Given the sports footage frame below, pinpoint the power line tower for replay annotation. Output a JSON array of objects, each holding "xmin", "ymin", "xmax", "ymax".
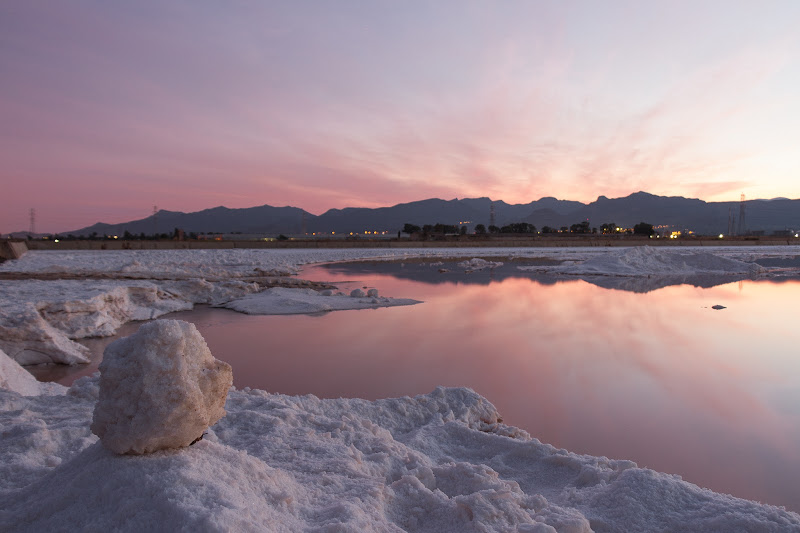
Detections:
[
  {"xmin": 728, "ymin": 206, "xmax": 735, "ymax": 237},
  {"xmin": 737, "ymin": 193, "xmax": 747, "ymax": 235},
  {"xmin": 153, "ymin": 205, "xmax": 158, "ymax": 237}
]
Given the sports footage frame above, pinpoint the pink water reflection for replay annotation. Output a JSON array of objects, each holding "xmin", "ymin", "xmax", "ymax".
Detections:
[{"xmin": 48, "ymin": 270, "xmax": 800, "ymax": 510}]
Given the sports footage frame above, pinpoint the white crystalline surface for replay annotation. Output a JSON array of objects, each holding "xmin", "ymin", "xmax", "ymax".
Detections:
[
  {"xmin": 458, "ymin": 257, "xmax": 503, "ymax": 270},
  {"xmin": 519, "ymin": 246, "xmax": 765, "ymax": 276},
  {"xmin": 222, "ymin": 287, "xmax": 420, "ymax": 315},
  {"xmin": 91, "ymin": 320, "xmax": 233, "ymax": 454},
  {"xmin": 0, "ymin": 279, "xmax": 256, "ymax": 364},
  {"xmin": 0, "ymin": 378, "xmax": 800, "ymax": 533}
]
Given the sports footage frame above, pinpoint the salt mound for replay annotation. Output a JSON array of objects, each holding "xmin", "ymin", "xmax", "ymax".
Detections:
[
  {"xmin": 566, "ymin": 246, "xmax": 762, "ymax": 276},
  {"xmin": 91, "ymin": 320, "xmax": 233, "ymax": 454}
]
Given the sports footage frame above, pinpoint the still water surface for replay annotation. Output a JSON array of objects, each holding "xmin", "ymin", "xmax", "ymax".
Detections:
[{"xmin": 36, "ymin": 264, "xmax": 800, "ymax": 511}]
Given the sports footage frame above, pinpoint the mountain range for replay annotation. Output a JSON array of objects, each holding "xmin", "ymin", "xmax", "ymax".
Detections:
[{"xmin": 64, "ymin": 192, "xmax": 800, "ymax": 236}]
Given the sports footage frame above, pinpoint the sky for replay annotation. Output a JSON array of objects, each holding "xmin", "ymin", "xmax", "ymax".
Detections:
[{"xmin": 0, "ymin": 0, "xmax": 800, "ymax": 233}]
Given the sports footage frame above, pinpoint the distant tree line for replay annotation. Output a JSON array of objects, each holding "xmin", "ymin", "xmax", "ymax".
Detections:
[{"xmin": 402, "ymin": 220, "xmax": 656, "ymax": 237}]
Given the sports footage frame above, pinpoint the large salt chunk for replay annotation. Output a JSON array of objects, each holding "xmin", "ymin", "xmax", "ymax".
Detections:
[{"xmin": 92, "ymin": 320, "xmax": 233, "ymax": 454}]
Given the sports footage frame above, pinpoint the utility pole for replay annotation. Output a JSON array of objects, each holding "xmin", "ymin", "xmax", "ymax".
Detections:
[
  {"xmin": 738, "ymin": 193, "xmax": 747, "ymax": 235},
  {"xmin": 728, "ymin": 206, "xmax": 734, "ymax": 237},
  {"xmin": 153, "ymin": 205, "xmax": 158, "ymax": 238}
]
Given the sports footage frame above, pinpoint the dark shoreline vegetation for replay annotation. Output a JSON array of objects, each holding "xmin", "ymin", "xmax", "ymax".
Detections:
[{"xmin": 15, "ymin": 234, "xmax": 800, "ymax": 250}]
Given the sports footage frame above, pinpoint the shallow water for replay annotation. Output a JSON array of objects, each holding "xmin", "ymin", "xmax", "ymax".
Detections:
[{"xmin": 34, "ymin": 263, "xmax": 800, "ymax": 511}]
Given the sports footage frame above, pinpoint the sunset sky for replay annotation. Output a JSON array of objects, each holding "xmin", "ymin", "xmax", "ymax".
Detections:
[{"xmin": 0, "ymin": 0, "xmax": 800, "ymax": 233}]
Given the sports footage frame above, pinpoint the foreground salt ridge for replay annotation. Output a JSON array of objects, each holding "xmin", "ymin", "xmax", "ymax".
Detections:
[
  {"xmin": 91, "ymin": 320, "xmax": 233, "ymax": 455},
  {"xmin": 0, "ymin": 378, "xmax": 800, "ymax": 533}
]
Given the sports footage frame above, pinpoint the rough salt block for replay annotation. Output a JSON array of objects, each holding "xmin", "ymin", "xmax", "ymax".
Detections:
[{"xmin": 91, "ymin": 320, "xmax": 233, "ymax": 454}]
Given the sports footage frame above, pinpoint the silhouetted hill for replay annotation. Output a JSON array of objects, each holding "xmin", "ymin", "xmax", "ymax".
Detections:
[
  {"xmin": 72, "ymin": 205, "xmax": 317, "ymax": 236},
  {"xmin": 65, "ymin": 192, "xmax": 800, "ymax": 236}
]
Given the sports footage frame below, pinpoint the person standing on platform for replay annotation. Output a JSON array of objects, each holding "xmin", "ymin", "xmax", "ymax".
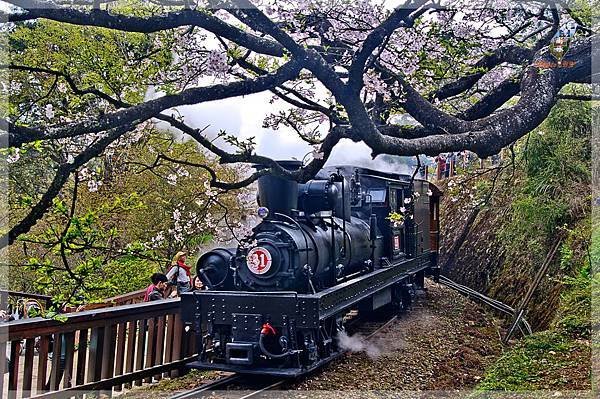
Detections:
[{"xmin": 167, "ymin": 251, "xmax": 192, "ymax": 295}]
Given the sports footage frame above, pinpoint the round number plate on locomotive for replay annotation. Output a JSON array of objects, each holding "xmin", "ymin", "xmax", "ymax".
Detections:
[{"xmin": 246, "ymin": 247, "xmax": 273, "ymax": 274}]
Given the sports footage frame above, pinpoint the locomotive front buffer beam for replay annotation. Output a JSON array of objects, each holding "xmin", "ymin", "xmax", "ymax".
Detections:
[{"xmin": 181, "ymin": 254, "xmax": 431, "ymax": 377}]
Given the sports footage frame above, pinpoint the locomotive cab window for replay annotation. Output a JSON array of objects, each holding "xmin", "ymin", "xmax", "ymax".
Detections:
[{"xmin": 365, "ymin": 189, "xmax": 385, "ymax": 203}]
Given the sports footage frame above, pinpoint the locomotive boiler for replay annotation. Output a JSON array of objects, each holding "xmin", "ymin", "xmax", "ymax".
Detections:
[{"xmin": 182, "ymin": 161, "xmax": 440, "ymax": 376}]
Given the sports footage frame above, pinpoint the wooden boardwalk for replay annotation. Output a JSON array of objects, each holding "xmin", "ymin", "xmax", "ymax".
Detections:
[{"xmin": 0, "ymin": 299, "xmax": 196, "ymax": 398}]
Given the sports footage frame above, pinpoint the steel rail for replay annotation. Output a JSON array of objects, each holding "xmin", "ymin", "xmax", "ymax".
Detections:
[
  {"xmin": 169, "ymin": 374, "xmax": 241, "ymax": 399},
  {"xmin": 439, "ymin": 276, "xmax": 533, "ymax": 335}
]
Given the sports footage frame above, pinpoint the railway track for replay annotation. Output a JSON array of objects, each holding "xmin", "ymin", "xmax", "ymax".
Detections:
[{"xmin": 169, "ymin": 316, "xmax": 398, "ymax": 399}]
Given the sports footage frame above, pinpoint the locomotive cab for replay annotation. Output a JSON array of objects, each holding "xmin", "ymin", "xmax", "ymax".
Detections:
[{"xmin": 182, "ymin": 161, "xmax": 440, "ymax": 376}]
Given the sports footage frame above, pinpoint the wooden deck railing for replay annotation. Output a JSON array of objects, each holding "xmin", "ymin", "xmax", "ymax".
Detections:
[
  {"xmin": 0, "ymin": 290, "xmax": 52, "ymax": 309},
  {"xmin": 0, "ymin": 299, "xmax": 196, "ymax": 398}
]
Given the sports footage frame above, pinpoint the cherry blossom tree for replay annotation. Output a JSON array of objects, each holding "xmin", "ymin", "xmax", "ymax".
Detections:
[{"xmin": 2, "ymin": 0, "xmax": 599, "ymax": 250}]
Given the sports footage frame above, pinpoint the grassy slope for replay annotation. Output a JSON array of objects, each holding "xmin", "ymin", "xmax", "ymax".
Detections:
[{"xmin": 441, "ymin": 98, "xmax": 600, "ymax": 391}]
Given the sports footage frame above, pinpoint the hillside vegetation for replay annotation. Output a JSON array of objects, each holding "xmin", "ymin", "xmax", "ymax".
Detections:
[{"xmin": 441, "ymin": 101, "xmax": 598, "ymax": 391}]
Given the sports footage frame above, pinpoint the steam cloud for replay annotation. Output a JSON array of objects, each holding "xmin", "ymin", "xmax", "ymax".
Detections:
[
  {"xmin": 337, "ymin": 331, "xmax": 381, "ymax": 359},
  {"xmin": 325, "ymin": 139, "xmax": 417, "ymax": 175}
]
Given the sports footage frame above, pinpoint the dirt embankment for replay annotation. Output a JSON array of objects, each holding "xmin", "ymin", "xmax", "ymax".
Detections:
[
  {"xmin": 288, "ymin": 283, "xmax": 501, "ymax": 391},
  {"xmin": 440, "ymin": 177, "xmax": 583, "ymax": 331}
]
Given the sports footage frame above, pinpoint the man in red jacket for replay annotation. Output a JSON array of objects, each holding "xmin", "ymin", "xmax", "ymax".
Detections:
[{"xmin": 144, "ymin": 273, "xmax": 169, "ymax": 302}]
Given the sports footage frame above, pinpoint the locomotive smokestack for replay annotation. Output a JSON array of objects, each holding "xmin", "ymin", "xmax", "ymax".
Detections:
[{"xmin": 257, "ymin": 160, "xmax": 302, "ymax": 215}]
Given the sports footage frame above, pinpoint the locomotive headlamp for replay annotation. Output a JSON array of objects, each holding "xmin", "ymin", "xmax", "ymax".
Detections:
[{"xmin": 256, "ymin": 206, "xmax": 269, "ymax": 219}]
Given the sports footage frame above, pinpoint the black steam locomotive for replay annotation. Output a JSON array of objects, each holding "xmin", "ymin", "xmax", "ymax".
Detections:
[{"xmin": 182, "ymin": 161, "xmax": 440, "ymax": 377}]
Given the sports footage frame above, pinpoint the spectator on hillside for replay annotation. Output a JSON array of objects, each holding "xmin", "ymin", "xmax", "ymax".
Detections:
[
  {"xmin": 192, "ymin": 276, "xmax": 206, "ymax": 291},
  {"xmin": 144, "ymin": 273, "xmax": 169, "ymax": 302},
  {"xmin": 435, "ymin": 154, "xmax": 446, "ymax": 180},
  {"xmin": 167, "ymin": 251, "xmax": 192, "ymax": 295}
]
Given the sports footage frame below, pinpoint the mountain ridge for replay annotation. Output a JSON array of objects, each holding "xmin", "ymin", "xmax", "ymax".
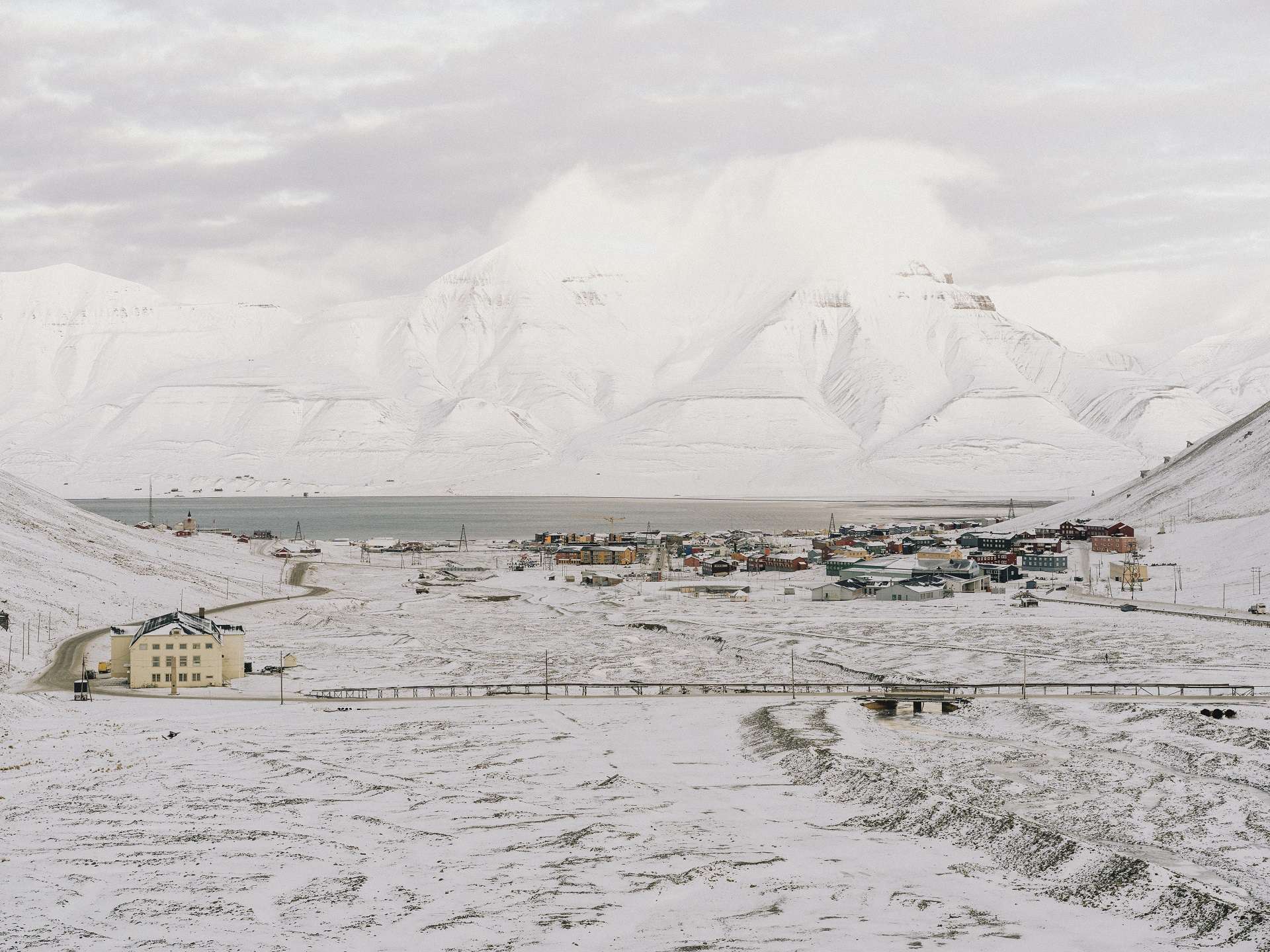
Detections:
[{"xmin": 0, "ymin": 257, "xmax": 1230, "ymax": 495}]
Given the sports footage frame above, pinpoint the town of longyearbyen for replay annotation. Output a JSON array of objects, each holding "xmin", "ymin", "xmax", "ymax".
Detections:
[{"xmin": 0, "ymin": 0, "xmax": 1270, "ymax": 952}]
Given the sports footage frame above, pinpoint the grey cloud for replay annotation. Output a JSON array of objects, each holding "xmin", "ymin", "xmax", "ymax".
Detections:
[{"xmin": 0, "ymin": 0, "xmax": 1270, "ymax": 333}]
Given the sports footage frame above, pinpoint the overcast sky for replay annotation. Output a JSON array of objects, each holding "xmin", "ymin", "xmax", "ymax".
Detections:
[{"xmin": 0, "ymin": 0, "xmax": 1270, "ymax": 345}]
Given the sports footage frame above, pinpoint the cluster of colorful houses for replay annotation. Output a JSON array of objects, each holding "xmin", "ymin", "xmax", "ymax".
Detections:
[{"xmin": 526, "ymin": 519, "xmax": 1136, "ymax": 602}]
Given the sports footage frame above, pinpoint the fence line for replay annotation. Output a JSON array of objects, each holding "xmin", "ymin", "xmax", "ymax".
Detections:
[{"xmin": 308, "ymin": 680, "xmax": 1256, "ymax": 701}]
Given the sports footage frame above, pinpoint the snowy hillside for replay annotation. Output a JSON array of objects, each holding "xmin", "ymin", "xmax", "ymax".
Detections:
[
  {"xmin": 1007, "ymin": 404, "xmax": 1270, "ymax": 537},
  {"xmin": 0, "ymin": 257, "xmax": 1230, "ymax": 496},
  {"xmin": 0, "ymin": 471, "xmax": 288, "ymax": 686}
]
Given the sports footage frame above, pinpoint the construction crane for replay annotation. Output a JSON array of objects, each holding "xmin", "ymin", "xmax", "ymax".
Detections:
[{"xmin": 599, "ymin": 516, "xmax": 626, "ymax": 541}]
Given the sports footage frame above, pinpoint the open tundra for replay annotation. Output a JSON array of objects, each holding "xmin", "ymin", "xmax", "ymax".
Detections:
[{"xmin": 7, "ymin": 483, "xmax": 1270, "ymax": 949}]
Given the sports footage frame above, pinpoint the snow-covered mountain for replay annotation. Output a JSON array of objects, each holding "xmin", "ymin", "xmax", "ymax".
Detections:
[
  {"xmin": 1003, "ymin": 393, "xmax": 1270, "ymax": 530},
  {"xmin": 1157, "ymin": 324, "xmax": 1270, "ymax": 416},
  {"xmin": 0, "ymin": 257, "xmax": 1230, "ymax": 496}
]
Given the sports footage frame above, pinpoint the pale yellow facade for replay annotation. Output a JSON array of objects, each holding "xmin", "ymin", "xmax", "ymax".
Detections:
[
  {"xmin": 1111, "ymin": 563, "xmax": 1151, "ymax": 584},
  {"xmin": 110, "ymin": 613, "xmax": 245, "ymax": 690}
]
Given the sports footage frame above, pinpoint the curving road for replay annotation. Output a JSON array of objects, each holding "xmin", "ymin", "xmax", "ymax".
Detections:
[{"xmin": 30, "ymin": 561, "xmax": 330, "ymax": 694}]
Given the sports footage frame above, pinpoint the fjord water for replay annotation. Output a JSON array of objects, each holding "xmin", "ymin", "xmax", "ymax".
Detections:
[{"xmin": 72, "ymin": 495, "xmax": 1049, "ymax": 539}]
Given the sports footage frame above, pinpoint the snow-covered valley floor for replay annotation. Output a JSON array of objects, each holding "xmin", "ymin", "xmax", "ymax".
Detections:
[{"xmin": 7, "ymin": 539, "xmax": 1270, "ymax": 949}]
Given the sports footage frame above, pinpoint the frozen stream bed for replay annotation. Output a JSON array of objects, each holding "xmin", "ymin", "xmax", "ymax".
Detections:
[{"xmin": 7, "ymin": 563, "xmax": 1270, "ymax": 949}]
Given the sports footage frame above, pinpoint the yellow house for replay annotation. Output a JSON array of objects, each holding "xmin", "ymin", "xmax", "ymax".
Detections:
[
  {"xmin": 110, "ymin": 610, "xmax": 245, "ymax": 690},
  {"xmin": 915, "ymin": 546, "xmax": 965, "ymax": 559},
  {"xmin": 1111, "ymin": 563, "xmax": 1151, "ymax": 584}
]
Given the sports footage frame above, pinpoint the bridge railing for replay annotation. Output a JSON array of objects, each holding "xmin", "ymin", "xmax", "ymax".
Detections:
[{"xmin": 308, "ymin": 680, "xmax": 1256, "ymax": 701}]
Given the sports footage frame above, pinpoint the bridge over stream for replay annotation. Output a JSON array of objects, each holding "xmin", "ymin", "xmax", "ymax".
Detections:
[{"xmin": 308, "ymin": 680, "xmax": 1257, "ymax": 701}]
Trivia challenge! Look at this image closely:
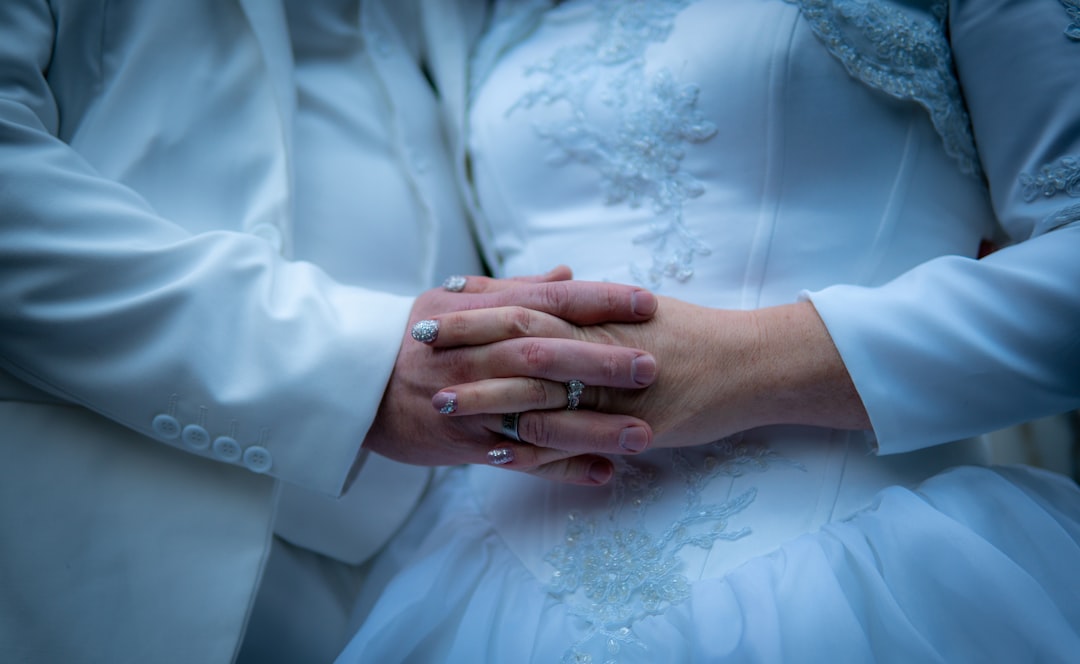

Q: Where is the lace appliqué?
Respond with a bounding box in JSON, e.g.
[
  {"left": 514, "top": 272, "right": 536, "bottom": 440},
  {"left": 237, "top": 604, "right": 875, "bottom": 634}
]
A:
[
  {"left": 508, "top": 0, "right": 717, "bottom": 288},
  {"left": 786, "top": 0, "right": 984, "bottom": 176},
  {"left": 1042, "top": 203, "right": 1080, "bottom": 229},
  {"left": 544, "top": 438, "right": 799, "bottom": 663},
  {"left": 1020, "top": 157, "right": 1080, "bottom": 203},
  {"left": 1062, "top": 0, "right": 1080, "bottom": 41}
]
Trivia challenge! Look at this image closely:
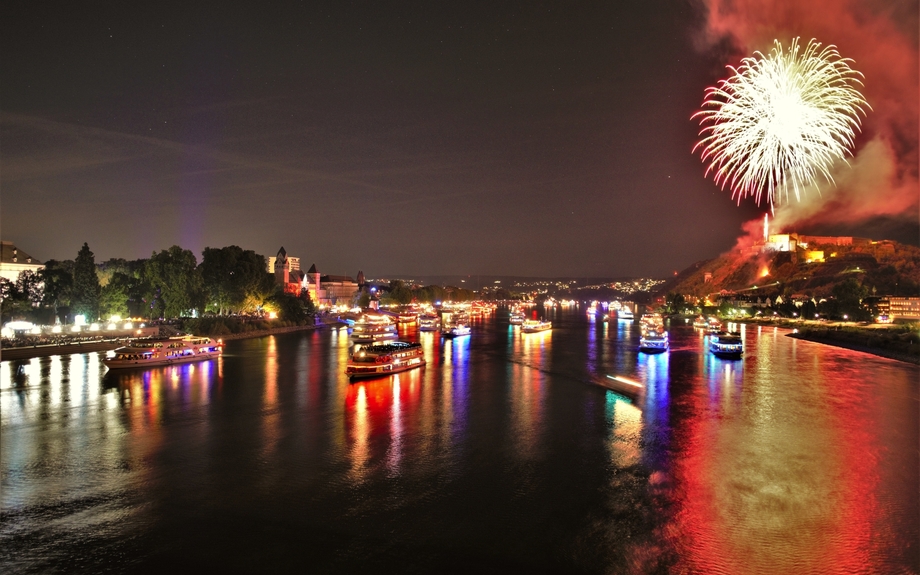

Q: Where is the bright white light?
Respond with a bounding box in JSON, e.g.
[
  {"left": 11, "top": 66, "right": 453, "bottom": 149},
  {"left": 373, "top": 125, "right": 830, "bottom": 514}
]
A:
[{"left": 693, "top": 38, "right": 871, "bottom": 207}]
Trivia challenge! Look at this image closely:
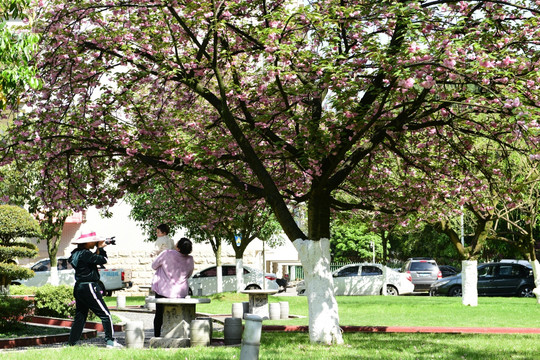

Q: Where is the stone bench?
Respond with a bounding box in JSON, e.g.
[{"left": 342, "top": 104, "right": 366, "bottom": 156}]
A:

■ INSTRUCTION: Take the line containing "the bridge railing" and all lines after it to the end of the data above, and reproduce them exactly, leaving out pictures. Nothing else belongs in the copy.

■ SOLUTION:
Given the sports footage frame above, pinpoint the bridge railing for replay annotation. Output a JSON array of objects, each holding "xmin", "ymin", "xmax", "ymax".
Detections:
[{"xmin": 308, "ymin": 680, "xmax": 1256, "ymax": 701}]
Given the sports footage frame above, pinpoint the bridge over stream for replay annotation. Output a JSON array of objects, each holding "xmin", "ymin", "xmax", "ymax".
Detections:
[{"xmin": 308, "ymin": 680, "xmax": 1257, "ymax": 701}]
Trivia challenge! Look at this image closely:

Q: Where is the lace appliqué?
Respond with a bounding box in JSON, e.g.
[
  {"left": 514, "top": 272, "right": 536, "bottom": 440},
  {"left": 237, "top": 604, "right": 875, "bottom": 634}
]
A:
[
  {"left": 508, "top": 0, "right": 717, "bottom": 288},
  {"left": 786, "top": 0, "right": 984, "bottom": 176},
  {"left": 1042, "top": 203, "right": 1080, "bottom": 229},
  {"left": 544, "top": 438, "right": 799, "bottom": 663},
  {"left": 1020, "top": 157, "right": 1080, "bottom": 203},
  {"left": 1062, "top": 0, "right": 1080, "bottom": 41}
]
Trivia challenge! Look at this image closely:

Q: Where is the bright white light?
Respond with a bounding box in JSON, e.g.
[
  {"left": 11, "top": 66, "right": 453, "bottom": 149},
  {"left": 373, "top": 125, "right": 830, "bottom": 514}
]
A:
[{"left": 693, "top": 38, "right": 871, "bottom": 207}]
Trivia challenge! Look at this image closely:

Q: Where is the stone bench?
Respond with a bounding box in JSON, e.g.
[{"left": 342, "top": 104, "right": 366, "bottom": 156}]
A:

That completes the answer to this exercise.